WHAT THE TASK REQUIRES
Every single entry must be reproduced precisely.

EXCERPTED RECORDS
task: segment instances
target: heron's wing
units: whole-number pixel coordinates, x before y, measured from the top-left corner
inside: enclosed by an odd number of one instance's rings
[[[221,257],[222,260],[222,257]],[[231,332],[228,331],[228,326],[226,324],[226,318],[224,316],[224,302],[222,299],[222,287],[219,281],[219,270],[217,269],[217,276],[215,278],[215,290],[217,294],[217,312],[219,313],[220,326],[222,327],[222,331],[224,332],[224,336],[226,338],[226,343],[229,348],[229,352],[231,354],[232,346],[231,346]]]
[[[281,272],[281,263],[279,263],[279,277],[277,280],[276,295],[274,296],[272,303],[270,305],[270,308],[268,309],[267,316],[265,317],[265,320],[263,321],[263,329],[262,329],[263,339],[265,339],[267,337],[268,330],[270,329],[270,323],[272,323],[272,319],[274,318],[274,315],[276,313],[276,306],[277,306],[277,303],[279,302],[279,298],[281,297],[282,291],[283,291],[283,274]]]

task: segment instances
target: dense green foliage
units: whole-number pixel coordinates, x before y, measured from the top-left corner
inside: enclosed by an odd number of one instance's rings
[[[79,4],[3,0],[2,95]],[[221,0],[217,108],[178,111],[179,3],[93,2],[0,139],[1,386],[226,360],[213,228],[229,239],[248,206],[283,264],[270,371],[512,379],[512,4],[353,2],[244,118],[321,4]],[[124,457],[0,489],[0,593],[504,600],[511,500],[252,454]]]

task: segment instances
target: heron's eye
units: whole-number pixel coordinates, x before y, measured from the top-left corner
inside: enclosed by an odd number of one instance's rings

RESPONSE AREA
task: segment instances
target: heron's wing
units: whole-number pixel coordinates, x before y, measured from the top-left corner
inside: enclosed by an odd number of one instance's rings
[[[221,257],[222,260],[222,257]],[[231,332],[228,331],[228,326],[226,324],[226,318],[224,316],[224,302],[222,299],[222,287],[219,281],[219,270],[217,269],[217,276],[215,278],[215,290],[217,294],[217,312],[219,313],[220,326],[222,327],[222,331],[224,332],[224,336],[226,338],[226,343],[229,348],[229,352],[231,354],[232,346],[231,346]]]
[[[281,272],[281,263],[279,263],[279,277],[277,280],[276,295],[274,296],[272,303],[270,305],[270,308],[268,309],[267,316],[265,317],[265,320],[263,321],[263,329],[262,329],[263,339],[265,339],[267,337],[268,330],[270,329],[270,323],[272,323],[272,319],[274,318],[274,315],[276,313],[276,306],[277,306],[277,303],[279,302],[279,298],[281,297],[282,291],[283,291],[283,274]]]

task: segment instances
target: dense green foliage
units: whole-number pixel coordinates, x before y, measured from the top-left corner
inside: enclosed by an odd number of one instance's rings
[[[79,4],[3,0],[2,95]],[[221,0],[217,108],[178,111],[179,3],[93,2],[0,139],[1,386],[226,360],[213,228],[229,239],[248,206],[283,264],[270,371],[512,379],[512,4],[353,2],[244,118],[321,4]],[[124,457],[0,489],[0,593],[504,600],[511,500],[252,454]]]

task: segment instances
target: heron's eye
units: whole-number pixel coordinates, x before y, measured from the top-left corner
inside: enclosed by an odd number of one instance's rings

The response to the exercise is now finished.